> _DOCUMENT PASSAGE_:
———

If I can change my order- I am just going to get it put on canvas- I may do that anyway- I really love her sweet expression in that picture and her eyes which are so hard to capture in pictures .:wub::wub::wub:


----------



## Maglily (Feb 3, 2009)

She still has the same sweet expression to me. Very nice!


----------



## michellerobison (Dec 17, 2009)

Maybe if they toned down the colour a bit in the fur and brought out her eye colour a bit more,I think they could pull it off pretty well. I think they have her expression pretty good,I think it just got lost because they didn't get those fab eyes,which really make her personality come through.


----------



## jpupart (Jul 19, 2010)

michellerobison said:


> Maybe if they toned down the colour a bit in the fur and brought out her eye colour a bit more,I think they could pull it off pretty well. I think they have her expression pretty good,I think it just got lost because they didn't get those fab eyes,which really make her personality come through.


Yes- I think you're right. I guess in looking at it overnight it is not the expression that bothers me as much as the eyes and overall tone. I had asked for the colors to be more "tinted" like you would see in a hand colored black and white photograph and gave some examples of a couple they had done previously like that. If the colors of the background and hat flowers were soft (which they got the right idea for the background only on the 4 panel warhol) Cocotini would stand out more. But I wanted the hat colors to be more tinted also, and they didn't do that. I'll talk with them Monday and see what they say.


----------



## Shannan (Mar 2, 2011)

I think they look really good!

Can you send them a message and ask for a touch of green to be added though? I doubt they would mind.


----------



## Lacie's Mom (Oct 11, 2006)

Jocelyn - whatever you decide, Cocotini is gorgeous. I love, love, love the picture of her. Did you take it yourself or have it done professionally?


----------



## mom2bijou (Oct 19, 2006)

Jocelyn....I think the proofs are a good start. The original picture is so soft and beautiful so I can see why you would want to put it right on canvas as is. However, I think you'll love the warhol style....it's just getting the right colors down. How many sets of proofs did I go thru? 8? LOL?! I would ask for a lighter green for her eyes. And I would keep w/soft background colors. Remember I had really dark, bold colors on my early proofs? Those colors didn't do what I wanted. Once we went lighter w/pastels and cooler colors the work really started to come together. 

Good start though. Let's see what they come up with in terms of lighter colors.


----------



## jpupart (Jul 19, 2010)

Shannan said:


> I think they look really good!
> 
> Can you send them a message and ask for a touch of green to be added though? I doubt they would mind.


Yes- I'll ask them to do that tomorrow


----------



## jpupart (Jul 19, 2010)

Lacie's Mom said:


> Jocelyn - whatever you decide, Cocotini is gorgeous. I love, love, love the picture of her. Did you take it yourself or have it done professionally?


thank you- I love little Cocotini- she is a very special fluff:wub::wub::wub:

Oh- and I took the photo myself. I have a really nice DSLR and a fantastic portrait lens, but I rarely use it anymore for portraits of my fluffs. The little camera I love to use is my Leica d-lux 4. It really takes awesome photos. Still has some shutter lag (not as bad as most point and shoots), but my pups are so used to posing they will usually stay still long enough for me to take their photos. Color renderings right out of the camera are wonderful!!

———

> _PARTS OF THE EXERCISE_:
1 > In the portrait thread, why does mom2bijou advise keeping soft background colors? Answer in one to three sentences.
2 > Continue the portrait thread from its final post.

> _LISTING_:
———

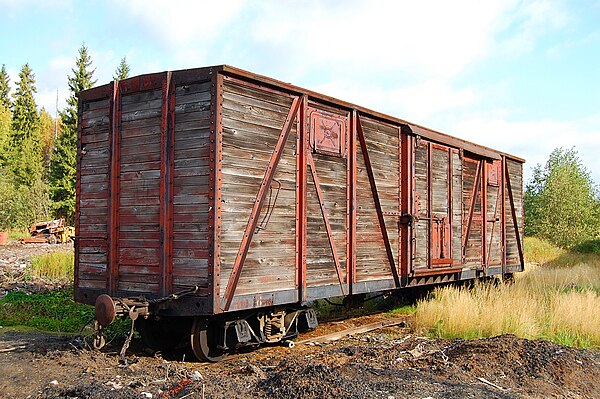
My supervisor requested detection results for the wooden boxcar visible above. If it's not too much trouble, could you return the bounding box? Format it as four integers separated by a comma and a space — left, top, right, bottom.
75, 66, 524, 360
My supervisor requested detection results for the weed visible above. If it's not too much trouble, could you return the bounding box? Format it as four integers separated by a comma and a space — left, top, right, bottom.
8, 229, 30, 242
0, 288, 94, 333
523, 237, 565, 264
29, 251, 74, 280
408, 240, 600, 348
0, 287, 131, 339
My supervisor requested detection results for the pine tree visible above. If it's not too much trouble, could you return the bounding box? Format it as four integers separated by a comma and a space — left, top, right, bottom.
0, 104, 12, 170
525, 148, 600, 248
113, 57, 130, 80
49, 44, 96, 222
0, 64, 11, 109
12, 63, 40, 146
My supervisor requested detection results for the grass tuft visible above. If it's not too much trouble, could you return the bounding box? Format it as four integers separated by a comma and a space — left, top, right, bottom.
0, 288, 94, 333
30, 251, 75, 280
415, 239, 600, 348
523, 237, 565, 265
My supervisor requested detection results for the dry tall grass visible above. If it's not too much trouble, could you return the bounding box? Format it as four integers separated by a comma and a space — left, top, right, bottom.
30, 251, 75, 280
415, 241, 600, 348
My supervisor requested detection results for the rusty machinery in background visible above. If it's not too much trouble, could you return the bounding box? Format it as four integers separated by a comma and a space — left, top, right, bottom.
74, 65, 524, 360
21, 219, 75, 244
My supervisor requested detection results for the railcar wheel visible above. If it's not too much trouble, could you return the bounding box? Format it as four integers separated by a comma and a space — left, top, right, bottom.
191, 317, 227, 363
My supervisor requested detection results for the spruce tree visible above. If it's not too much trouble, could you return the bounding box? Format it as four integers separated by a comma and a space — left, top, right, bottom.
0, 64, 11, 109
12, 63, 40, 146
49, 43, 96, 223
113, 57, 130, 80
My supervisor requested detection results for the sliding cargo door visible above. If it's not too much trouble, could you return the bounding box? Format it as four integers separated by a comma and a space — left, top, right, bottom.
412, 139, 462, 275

———

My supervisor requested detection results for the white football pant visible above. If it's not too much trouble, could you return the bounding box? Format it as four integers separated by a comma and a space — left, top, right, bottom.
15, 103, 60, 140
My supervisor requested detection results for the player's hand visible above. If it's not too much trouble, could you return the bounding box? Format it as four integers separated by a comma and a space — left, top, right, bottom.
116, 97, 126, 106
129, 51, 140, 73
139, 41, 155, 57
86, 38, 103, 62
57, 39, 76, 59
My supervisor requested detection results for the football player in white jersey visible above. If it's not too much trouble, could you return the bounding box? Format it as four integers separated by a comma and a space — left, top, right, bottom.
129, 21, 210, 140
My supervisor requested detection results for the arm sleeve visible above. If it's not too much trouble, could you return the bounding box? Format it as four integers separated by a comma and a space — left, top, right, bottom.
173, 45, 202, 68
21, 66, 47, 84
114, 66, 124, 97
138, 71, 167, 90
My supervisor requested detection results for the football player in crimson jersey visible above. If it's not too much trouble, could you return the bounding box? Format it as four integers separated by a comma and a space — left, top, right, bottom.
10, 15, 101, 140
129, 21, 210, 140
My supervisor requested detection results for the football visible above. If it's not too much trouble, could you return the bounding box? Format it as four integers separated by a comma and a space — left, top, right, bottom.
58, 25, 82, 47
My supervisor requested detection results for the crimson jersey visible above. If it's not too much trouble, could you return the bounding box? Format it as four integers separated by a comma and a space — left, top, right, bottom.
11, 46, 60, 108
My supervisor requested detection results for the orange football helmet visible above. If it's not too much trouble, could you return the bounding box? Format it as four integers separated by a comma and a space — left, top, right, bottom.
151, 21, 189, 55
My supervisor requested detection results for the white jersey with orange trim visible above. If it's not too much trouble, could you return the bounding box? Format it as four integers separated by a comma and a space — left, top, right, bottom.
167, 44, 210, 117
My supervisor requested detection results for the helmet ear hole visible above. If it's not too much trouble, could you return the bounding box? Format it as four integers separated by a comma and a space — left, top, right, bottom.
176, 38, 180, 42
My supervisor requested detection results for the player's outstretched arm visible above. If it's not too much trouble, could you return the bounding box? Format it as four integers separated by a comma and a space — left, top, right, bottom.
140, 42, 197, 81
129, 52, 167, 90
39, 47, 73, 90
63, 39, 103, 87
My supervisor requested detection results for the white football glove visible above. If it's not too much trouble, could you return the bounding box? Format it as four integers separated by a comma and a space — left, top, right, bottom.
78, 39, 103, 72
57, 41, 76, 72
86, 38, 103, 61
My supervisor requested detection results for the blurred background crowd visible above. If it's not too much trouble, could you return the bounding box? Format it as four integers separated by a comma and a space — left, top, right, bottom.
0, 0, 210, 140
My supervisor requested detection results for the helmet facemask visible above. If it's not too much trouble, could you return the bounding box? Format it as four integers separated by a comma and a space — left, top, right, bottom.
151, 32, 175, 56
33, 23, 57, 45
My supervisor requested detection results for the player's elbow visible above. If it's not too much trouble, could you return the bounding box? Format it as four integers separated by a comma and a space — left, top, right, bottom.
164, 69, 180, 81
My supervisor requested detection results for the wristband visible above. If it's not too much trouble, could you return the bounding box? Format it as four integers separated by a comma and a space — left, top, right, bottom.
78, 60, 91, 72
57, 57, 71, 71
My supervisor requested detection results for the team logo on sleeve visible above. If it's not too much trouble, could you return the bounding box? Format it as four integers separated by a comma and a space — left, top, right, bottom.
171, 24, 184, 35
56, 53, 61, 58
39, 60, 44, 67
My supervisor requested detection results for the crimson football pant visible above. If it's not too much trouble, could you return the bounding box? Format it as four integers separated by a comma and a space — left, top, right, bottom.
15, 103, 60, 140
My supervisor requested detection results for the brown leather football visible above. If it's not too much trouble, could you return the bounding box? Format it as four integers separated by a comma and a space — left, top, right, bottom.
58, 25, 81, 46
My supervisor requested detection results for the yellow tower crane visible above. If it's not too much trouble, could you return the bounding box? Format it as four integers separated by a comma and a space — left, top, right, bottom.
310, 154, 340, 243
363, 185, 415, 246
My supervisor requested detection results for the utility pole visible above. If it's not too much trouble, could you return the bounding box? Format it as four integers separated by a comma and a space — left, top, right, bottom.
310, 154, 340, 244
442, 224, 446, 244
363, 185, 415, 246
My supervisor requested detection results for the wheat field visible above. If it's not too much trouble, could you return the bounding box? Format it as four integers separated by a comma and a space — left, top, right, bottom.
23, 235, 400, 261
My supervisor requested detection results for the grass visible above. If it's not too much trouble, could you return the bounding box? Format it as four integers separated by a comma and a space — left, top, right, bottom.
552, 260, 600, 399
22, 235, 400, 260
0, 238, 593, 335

———

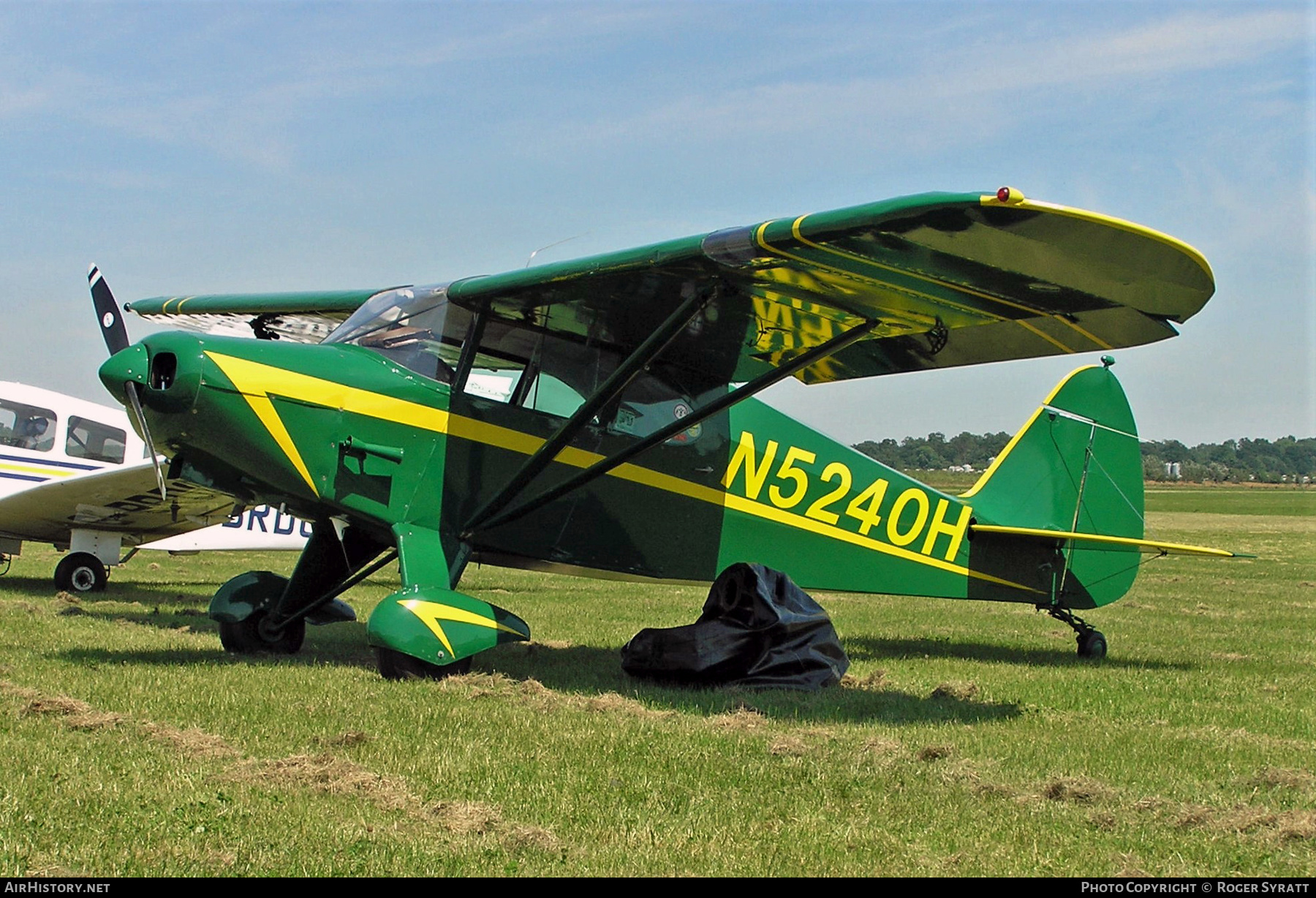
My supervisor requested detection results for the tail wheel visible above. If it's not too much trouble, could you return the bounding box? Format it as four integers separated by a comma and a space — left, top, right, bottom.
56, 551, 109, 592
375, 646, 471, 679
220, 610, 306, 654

———

> _RESPONSES FOR EACH TASK_:
1 > mom2bijou's early proofs used really dark, bold colors, and those colors did not produce the desired result. The work only started to come together once the proofs moved to lighter pastels and cooler colors.

2 >
----------



## jpupart (Jul 19, 2010)

mom2bijou said:


> Jocelyn....I think the proofs are a good start. The original picture is so soft and beautiful so I can see why you would want to put it right on canvas as is. However, I think you'll love the warhol style....it's just getting the right colors down. How many sets of proofs did I go thru? 8? LOL?! I would ask for a lighter green for her eyes. And I would keep w/soft background colors. Remember I had really dark, bold colors on my early proofs? Those colors didn't do what I wanted. Once we went lighter w/pastels and cooler colors the work really started to come together.
> 
> Good start though. Let's see what they come up with in terms of lighter colors.


Tammy- I had asked for a single warhol- not the 4 panel- so I need to find out why they did proofs of both- I'm a little confused. I also thought I was pretty specific about what I wanted-but obviously they missed something. I think I am going to go ahead with the Warhol and also do a large print of her original photo and frame it (or put it on canvas- I haven't decided yet) I'll ask for the changes and see what they come up with for the next set.


----------



## jpupart (Jul 19, 2010)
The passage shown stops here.